**Problem statement:**
An exact copy of the lines from the one containing "Phrase: white window frame" to the end of the records below is required, and nothing else.

Point localization data:
----------------------------------------
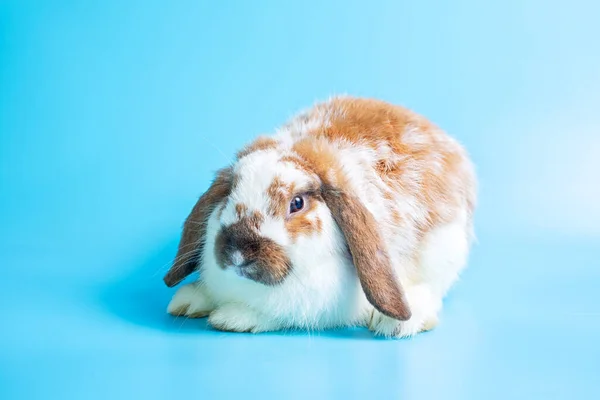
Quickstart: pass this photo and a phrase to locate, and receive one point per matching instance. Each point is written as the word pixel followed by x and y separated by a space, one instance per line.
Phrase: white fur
pixel 323 289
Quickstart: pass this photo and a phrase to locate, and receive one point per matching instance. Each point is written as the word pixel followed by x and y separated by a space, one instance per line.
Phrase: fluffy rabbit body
pixel 355 213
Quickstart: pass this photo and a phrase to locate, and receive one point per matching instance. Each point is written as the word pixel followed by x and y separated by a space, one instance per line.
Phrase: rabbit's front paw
pixel 233 317
pixel 190 301
pixel 424 307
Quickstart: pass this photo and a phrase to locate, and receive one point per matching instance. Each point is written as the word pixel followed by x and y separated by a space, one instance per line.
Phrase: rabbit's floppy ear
pixel 191 243
pixel 370 258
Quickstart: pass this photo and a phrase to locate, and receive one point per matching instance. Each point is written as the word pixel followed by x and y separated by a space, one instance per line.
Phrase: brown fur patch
pixel 414 142
pixel 370 257
pixel 261 143
pixel 191 244
pixel 321 158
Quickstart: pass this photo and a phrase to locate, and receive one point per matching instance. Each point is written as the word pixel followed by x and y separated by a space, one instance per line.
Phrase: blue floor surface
pixel 523 323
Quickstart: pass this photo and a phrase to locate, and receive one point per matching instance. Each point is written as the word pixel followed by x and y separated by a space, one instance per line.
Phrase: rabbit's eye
pixel 296 204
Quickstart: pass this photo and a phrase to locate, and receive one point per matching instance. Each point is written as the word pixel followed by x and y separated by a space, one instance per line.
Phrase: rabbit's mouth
pixel 241 249
pixel 253 271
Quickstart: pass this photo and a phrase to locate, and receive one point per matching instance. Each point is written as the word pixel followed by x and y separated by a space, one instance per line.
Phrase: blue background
pixel 114 115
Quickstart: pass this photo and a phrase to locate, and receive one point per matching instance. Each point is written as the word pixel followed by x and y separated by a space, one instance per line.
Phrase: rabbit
pixel 357 212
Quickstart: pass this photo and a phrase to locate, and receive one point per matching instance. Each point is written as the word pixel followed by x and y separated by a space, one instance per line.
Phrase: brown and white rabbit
pixel 355 213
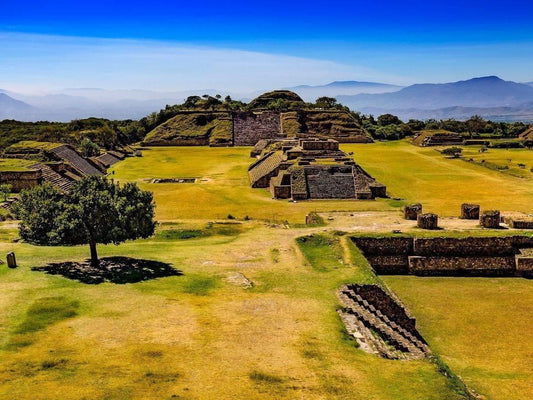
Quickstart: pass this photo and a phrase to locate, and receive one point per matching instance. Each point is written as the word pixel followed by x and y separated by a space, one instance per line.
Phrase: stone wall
pixel 478 256
pixel 463 266
pixel 469 211
pixel 250 127
pixel 323 184
pixel 490 219
pixel 471 246
pixel 411 211
pixel 385 246
pixel 524 266
pixel 428 221
pixel 20 180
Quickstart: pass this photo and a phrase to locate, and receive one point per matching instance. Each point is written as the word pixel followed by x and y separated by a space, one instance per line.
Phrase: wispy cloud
pixel 39 62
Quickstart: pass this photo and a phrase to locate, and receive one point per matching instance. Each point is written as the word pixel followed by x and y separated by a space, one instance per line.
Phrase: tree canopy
pixel 95 211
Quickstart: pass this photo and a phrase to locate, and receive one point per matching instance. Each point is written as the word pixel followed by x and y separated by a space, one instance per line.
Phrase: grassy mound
pixel 194 128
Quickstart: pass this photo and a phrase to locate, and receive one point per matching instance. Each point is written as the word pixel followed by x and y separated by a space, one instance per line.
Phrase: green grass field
pixel 441 185
pixel 514 162
pixel 205 335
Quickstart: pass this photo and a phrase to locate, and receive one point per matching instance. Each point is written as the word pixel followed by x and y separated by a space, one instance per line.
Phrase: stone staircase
pixel 49 175
pixel 66 153
pixel 396 341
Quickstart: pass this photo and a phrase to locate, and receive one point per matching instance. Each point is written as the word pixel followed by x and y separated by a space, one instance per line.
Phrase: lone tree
pixel 95 211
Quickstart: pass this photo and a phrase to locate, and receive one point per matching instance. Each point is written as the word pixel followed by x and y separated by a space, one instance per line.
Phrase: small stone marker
pixel 469 211
pixel 411 211
pixel 428 221
pixel 11 260
pixel 490 219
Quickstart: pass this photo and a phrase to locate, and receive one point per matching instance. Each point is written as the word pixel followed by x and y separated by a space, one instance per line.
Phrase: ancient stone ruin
pixel 380 324
pixel 411 212
pixel 438 138
pixel 311 169
pixel 258 121
pixel 469 211
pixel 490 219
pixel 447 256
pixel 428 221
pixel 59 164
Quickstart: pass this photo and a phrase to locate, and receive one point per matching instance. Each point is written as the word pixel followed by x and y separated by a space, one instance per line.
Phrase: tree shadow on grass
pixel 111 269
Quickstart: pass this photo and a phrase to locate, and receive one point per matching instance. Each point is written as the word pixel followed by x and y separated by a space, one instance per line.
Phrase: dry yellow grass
pixel 480 326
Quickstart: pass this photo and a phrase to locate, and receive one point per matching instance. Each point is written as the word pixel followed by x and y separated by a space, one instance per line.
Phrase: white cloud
pixel 38 62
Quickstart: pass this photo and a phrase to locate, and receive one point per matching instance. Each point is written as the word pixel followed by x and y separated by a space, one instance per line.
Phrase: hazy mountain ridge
pixel 338 88
pixel 13 108
pixel 478 92
pixel 490 97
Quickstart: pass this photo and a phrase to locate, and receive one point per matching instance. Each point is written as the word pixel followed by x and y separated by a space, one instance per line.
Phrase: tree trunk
pixel 94 254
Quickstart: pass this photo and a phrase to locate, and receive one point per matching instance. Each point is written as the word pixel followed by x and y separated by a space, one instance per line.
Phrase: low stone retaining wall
pixel 20 180
pixel 464 266
pixel 472 256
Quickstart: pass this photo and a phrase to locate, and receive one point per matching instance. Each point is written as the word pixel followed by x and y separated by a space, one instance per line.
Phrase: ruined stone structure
pixel 379 324
pixel 411 211
pixel 428 221
pixel 279 114
pixel 20 180
pixel 59 164
pixel 312 169
pixel 469 211
pixel 490 219
pixel 444 138
pixel 520 223
pixel 473 256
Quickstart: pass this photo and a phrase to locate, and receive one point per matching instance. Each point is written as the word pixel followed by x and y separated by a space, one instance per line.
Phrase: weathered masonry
pixel 311 169
pixel 441 256
pixel 380 324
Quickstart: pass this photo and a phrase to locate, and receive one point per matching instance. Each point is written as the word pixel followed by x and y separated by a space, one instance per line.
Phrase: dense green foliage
pixel 109 134
pixel 95 211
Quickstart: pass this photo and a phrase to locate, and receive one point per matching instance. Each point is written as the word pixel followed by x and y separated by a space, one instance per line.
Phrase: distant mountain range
pixel 11 108
pixel 490 97
pixel 338 88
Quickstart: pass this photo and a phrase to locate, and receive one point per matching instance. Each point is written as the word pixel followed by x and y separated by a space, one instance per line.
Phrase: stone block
pixel 521 223
pixel 469 211
pixel 428 221
pixel 411 211
pixel 490 219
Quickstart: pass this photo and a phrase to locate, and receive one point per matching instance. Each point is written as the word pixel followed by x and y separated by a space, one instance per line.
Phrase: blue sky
pixel 173 45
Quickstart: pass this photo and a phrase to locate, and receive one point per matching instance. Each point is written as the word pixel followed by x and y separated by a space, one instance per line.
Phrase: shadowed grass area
pixel 47 311
pixel 322 251
pixel 204 336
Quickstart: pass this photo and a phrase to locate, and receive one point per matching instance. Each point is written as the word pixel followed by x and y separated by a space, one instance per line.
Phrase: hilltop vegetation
pixel 212 123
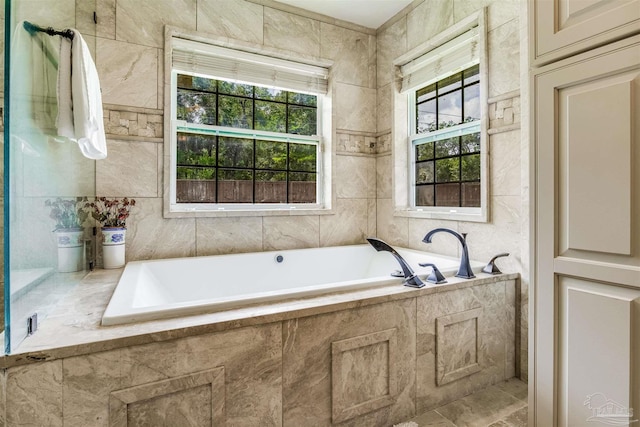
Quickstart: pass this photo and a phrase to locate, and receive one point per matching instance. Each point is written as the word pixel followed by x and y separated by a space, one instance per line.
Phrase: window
pixel 443 85
pixel 446 141
pixel 246 131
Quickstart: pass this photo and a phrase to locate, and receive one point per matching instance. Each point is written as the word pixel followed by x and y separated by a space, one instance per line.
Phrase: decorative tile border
pixel 342 376
pixel 448 346
pixel 120 400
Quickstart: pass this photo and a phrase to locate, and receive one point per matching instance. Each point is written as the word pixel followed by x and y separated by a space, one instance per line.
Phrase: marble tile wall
pixel 129 52
pixel 508 185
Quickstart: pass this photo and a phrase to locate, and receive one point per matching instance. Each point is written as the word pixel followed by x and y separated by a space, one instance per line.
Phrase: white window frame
pixel 172 208
pixel 404 125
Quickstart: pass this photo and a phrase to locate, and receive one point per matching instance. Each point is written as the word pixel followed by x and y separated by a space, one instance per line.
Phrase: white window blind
pixel 230 64
pixel 452 57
----------------------------------------
**Response area:**
Phrase: white window frame
pixel 172 208
pixel 404 125
Quickstart: pass this photo and a phrase to locate, and receive one point per matching instance. Each point is written as the word pixel followed by x and y separated by a space, one instance per line.
Phrase: white window blind
pixel 230 64
pixel 452 57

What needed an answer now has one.